- Data records -
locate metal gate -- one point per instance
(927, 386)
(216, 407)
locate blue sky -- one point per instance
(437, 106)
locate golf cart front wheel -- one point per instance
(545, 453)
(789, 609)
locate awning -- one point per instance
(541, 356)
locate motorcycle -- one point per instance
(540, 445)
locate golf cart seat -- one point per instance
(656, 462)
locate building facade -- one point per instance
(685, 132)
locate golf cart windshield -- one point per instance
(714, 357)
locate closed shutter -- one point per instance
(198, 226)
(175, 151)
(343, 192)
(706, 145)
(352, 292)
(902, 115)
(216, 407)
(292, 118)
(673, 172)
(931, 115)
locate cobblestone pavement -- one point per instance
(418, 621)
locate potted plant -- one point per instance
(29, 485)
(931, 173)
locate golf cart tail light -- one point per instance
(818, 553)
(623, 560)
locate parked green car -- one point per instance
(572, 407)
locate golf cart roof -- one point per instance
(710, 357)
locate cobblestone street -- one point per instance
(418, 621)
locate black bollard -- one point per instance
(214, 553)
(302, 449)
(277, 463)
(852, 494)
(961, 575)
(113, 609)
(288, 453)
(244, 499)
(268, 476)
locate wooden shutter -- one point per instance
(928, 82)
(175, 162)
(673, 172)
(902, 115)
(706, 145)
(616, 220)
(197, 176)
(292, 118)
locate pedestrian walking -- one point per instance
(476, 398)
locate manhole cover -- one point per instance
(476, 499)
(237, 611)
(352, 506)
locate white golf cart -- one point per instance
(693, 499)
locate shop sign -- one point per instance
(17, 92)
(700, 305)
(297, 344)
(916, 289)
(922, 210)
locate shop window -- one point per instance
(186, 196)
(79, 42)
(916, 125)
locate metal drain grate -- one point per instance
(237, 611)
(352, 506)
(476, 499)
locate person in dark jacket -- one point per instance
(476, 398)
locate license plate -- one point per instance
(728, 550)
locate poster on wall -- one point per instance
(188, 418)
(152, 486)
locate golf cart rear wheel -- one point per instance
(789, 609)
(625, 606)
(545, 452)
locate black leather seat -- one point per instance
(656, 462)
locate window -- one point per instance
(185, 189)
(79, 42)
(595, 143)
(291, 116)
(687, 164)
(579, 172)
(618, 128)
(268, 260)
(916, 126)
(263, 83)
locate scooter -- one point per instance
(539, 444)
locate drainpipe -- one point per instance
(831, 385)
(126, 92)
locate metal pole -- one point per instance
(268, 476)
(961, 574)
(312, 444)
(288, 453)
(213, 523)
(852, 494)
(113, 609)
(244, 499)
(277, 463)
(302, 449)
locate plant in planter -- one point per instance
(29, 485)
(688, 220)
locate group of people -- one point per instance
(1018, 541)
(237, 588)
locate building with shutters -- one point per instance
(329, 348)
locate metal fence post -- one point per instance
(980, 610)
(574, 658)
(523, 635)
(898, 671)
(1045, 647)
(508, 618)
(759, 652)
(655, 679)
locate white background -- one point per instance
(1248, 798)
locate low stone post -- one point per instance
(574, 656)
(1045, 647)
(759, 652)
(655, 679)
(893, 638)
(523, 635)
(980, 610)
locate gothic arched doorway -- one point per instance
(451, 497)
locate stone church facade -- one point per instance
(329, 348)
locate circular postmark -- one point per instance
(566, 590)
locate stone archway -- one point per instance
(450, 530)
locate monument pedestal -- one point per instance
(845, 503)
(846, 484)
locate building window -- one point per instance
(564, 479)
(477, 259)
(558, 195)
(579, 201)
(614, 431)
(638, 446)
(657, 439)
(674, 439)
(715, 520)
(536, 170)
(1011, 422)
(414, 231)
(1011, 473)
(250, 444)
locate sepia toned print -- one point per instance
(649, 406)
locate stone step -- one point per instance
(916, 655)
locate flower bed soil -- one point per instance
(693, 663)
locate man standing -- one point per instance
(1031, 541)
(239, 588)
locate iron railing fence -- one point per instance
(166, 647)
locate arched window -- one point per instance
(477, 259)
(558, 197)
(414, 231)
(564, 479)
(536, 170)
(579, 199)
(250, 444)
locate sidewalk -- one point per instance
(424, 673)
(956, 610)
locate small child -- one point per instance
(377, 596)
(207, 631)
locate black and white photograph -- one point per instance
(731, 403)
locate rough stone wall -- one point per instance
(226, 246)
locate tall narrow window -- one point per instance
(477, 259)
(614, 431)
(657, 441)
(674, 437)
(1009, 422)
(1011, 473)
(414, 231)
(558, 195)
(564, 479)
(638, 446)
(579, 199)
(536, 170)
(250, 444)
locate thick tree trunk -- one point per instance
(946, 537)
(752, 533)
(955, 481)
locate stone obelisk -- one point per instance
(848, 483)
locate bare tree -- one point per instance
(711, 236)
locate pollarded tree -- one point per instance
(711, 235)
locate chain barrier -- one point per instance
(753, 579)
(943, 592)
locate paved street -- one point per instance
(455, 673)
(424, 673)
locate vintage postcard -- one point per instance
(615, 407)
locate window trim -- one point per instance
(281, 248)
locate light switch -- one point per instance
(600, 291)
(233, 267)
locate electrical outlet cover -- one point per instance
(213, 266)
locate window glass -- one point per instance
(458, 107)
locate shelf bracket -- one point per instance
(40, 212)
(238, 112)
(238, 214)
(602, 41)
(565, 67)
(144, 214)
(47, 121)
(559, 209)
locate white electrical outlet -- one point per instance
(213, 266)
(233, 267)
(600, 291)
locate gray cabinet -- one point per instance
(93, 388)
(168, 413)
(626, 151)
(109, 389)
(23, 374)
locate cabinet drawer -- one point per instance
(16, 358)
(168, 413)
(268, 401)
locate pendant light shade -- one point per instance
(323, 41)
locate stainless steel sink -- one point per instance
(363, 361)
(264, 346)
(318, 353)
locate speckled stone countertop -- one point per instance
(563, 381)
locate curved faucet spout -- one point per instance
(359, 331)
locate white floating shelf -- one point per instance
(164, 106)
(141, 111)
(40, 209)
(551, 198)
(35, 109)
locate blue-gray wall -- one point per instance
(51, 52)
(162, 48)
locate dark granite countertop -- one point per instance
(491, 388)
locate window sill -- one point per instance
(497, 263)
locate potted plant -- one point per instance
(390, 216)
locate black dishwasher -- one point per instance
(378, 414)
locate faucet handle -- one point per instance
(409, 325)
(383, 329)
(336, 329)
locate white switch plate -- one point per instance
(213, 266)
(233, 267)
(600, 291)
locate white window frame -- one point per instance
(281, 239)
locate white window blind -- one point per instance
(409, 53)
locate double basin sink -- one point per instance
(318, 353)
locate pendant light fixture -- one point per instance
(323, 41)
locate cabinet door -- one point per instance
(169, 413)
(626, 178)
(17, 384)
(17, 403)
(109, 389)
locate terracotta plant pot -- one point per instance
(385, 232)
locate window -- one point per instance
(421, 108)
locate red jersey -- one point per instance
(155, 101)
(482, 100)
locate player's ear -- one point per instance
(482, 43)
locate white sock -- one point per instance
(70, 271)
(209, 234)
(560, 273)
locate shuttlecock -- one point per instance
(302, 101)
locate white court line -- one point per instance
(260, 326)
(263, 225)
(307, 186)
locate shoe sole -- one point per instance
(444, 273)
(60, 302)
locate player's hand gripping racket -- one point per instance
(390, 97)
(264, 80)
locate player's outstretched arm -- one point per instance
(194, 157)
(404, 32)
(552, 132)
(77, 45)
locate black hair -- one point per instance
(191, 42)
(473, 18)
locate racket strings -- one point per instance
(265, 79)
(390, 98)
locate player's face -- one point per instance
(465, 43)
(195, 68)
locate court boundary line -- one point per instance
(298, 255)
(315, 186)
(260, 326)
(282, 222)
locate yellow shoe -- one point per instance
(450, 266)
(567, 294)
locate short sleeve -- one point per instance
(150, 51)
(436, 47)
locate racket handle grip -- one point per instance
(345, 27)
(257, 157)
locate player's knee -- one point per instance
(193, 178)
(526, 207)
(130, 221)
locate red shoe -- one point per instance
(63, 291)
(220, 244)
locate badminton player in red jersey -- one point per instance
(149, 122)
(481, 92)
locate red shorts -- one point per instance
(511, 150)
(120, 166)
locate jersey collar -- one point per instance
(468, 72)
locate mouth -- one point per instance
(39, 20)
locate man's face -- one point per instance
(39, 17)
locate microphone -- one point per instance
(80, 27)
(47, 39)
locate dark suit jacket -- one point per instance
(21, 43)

- Directions -
Lines before the one containing "locate shuttlecock -- one point per instance" are to be left out; that line and every line after it through the end of the data should be copied exactly.

- Solution to the problem -
locate shuttlecock -- one point per instance
(302, 101)
locate white court line -- one point per instance
(260, 326)
(263, 225)
(307, 186)
locate shoe sole -- one point per instance
(444, 273)
(60, 302)
locate player's hand gripping racket -- one point per instance
(390, 97)
(264, 80)
locate player's outstretched arm -- one point per instance
(194, 157)
(404, 32)
(552, 132)
(77, 45)
locate black hair -- one point per instance
(191, 42)
(473, 18)
locate racket strings -- one point per instance
(265, 79)
(390, 98)
locate player's face -- one point per instance
(465, 43)
(195, 68)
locate court boundary line -- one point per instance
(298, 255)
(315, 186)
(260, 326)
(282, 222)
locate yellow shoe -- one point per instance
(450, 266)
(567, 294)
locate short sleeve -- one point per instance
(150, 51)
(436, 47)
locate racket handle grip -- one point per instance
(345, 27)
(257, 157)
locate player's knee -- one point per instance
(193, 178)
(526, 207)
(130, 221)
locate red shoe -- one point per instance
(63, 291)
(220, 244)
locate badminton player in red jersey -- one point per instance
(149, 122)
(481, 92)
locate red shorts -- one point per instance
(511, 150)
(120, 166)
locate jersey collar -- one point per instance
(468, 72)
locate mouth -- one point per instance
(39, 20)
locate man's face -- one point per instance
(39, 17)
locate microphone -- one point per instance
(80, 27)
(47, 39)
locate dark suit jacket -- one point per instance
(21, 43)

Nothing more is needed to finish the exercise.